───── 文本片段

思路： 关键要理解最小割的建图思想，因为点上有权值，所以拆点，i->i+n建边，容量为点上权值，这样就能保证这个点可能被选择，然后点与点之间的边建图时容量为INF，保证它不被割到（因为我们要选的只是点上的权值），然后起点S->S+n,终点H->H+n建边容量为INF，起点和终点不能方放警察。

代码：

#include <iostream>
#include <cstdio>
#include <cstring>
#include <algorithm>
#include <cmath>
#include <string>
#include <map>
#include <stack>
#include <vector>
#include <set>
#include <queue>
#pragma comment (linker,"/STACK:102400000,102400000")
#define pi acos(-1.0)
#define eps 1e-6
#define lson rt<<1,l,mid
#define rson rt<<1|1,mid+1,r
#define FRE(i,a,b)  for(i = a; i <= b; i++)
#define FREE(i,a,b) for(i = a; i >= b; i--)
#define FRL(i,a,b)  for(i = a; i < b; i++)
#define FRLL(i,a,b) for(i = a; i > b; i--)
#define mem(t, v)   memset ((t) , v, sizeof(t))

──────────

练习要求
a: 根据最小割建图题解回答：
(i) 拆点时，i->i+n 这条边的容量设为多少？
(ii) 点与点之间的边，容量设为多少？
(iii) 代码中 pi 被定义为什么？
b: 接着最小割建图题解中代码的最后一行往下写。

───── 数据记录

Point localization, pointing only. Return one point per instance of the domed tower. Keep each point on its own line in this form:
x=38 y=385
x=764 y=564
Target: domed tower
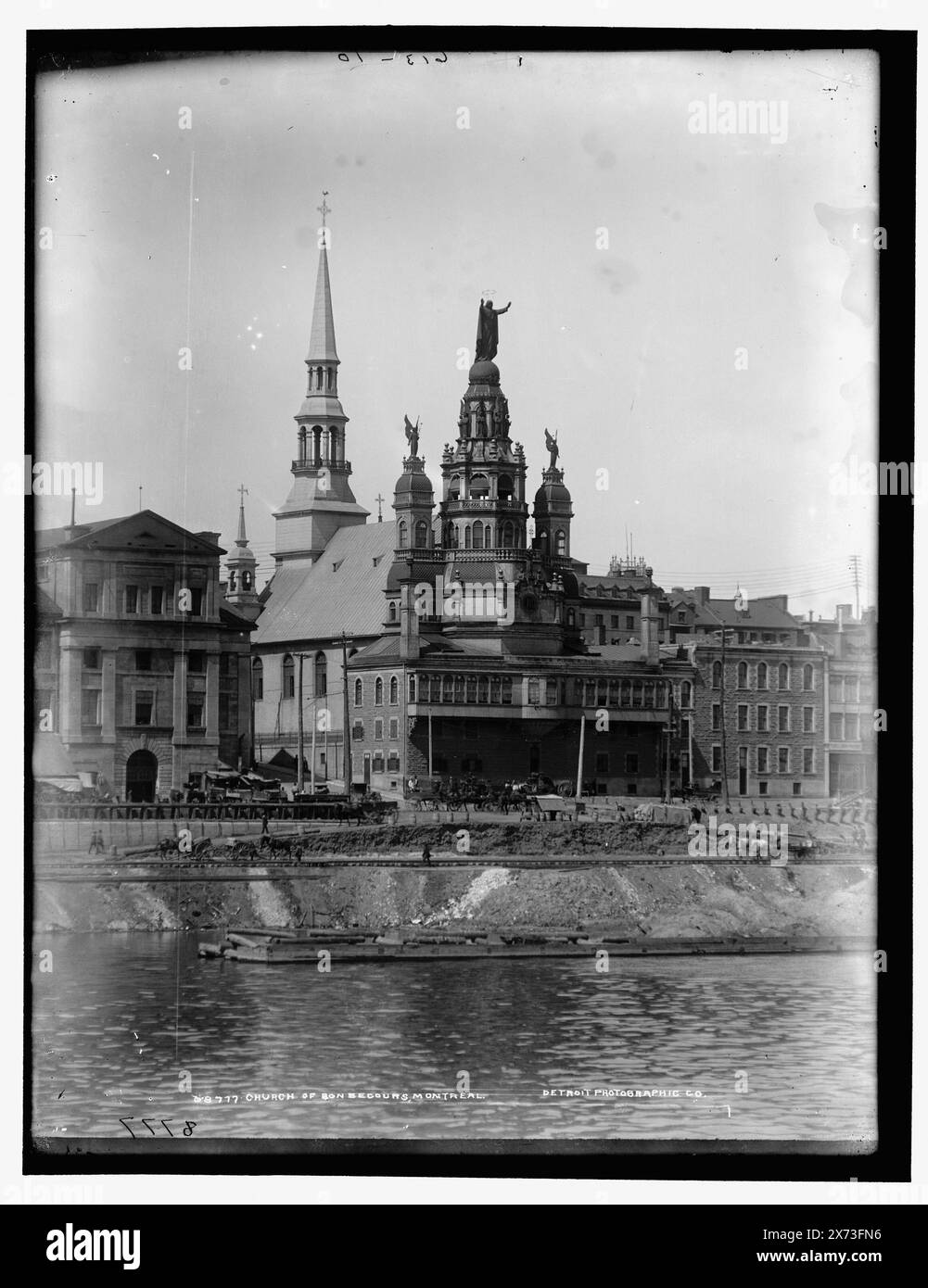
x=552 y=511
x=241 y=565
x=321 y=500
x=413 y=504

──────────

各题答案
a:
(i) 点上的权值。
(ii) INF。
(iii) acos(-1.0)。

b:
#define sf(n)       scanf("%d", &n)
#define sff(a,b)    scanf("%d %d", &a, &b)
#define sfff(a,b,c) scanf("%d %d %d", &a, &b, &c)
#define pf          printf
#define DBG         pf("Hi\n")
typedef long long ll;
using namespace std;

#define INF 0x3f3f3f3f
#define mod 1000000009
const int maxn = 1005;
const int MAXN = 2005;
const int MAXM = 200000;
const int N = 1005;

int S,H,n,m;

struct Edge
{
    int to,next,cap,flow;
}edge[MAXM];

int tol;
int head[MAXN];
int gap[MAXN],dep[MAXN],pre[MAXN],cur[MAXN];

void init()
{
    tol=0;
    memset(head,-1,sizeof(head));
}

//加边，单向图三个参数，双向图四个参数
void addedge(int u,int v,int w,int rw=0)
{
    edge[tol].to=v; edge[tol].cap=w; edge[tol].next=head[u];
    edge[tol].flow=0; head[u]=tol++;
    edge[tol].to=u; edge[tol].cap=rw; edge[tol].next=head[v];
    edge[tol].flow=0; head[v]=tol++;
}

//输入参数：起点，终点，点的总数
//点的编号没有影响，只要输入点的总数
int sap(int start,int end,int N)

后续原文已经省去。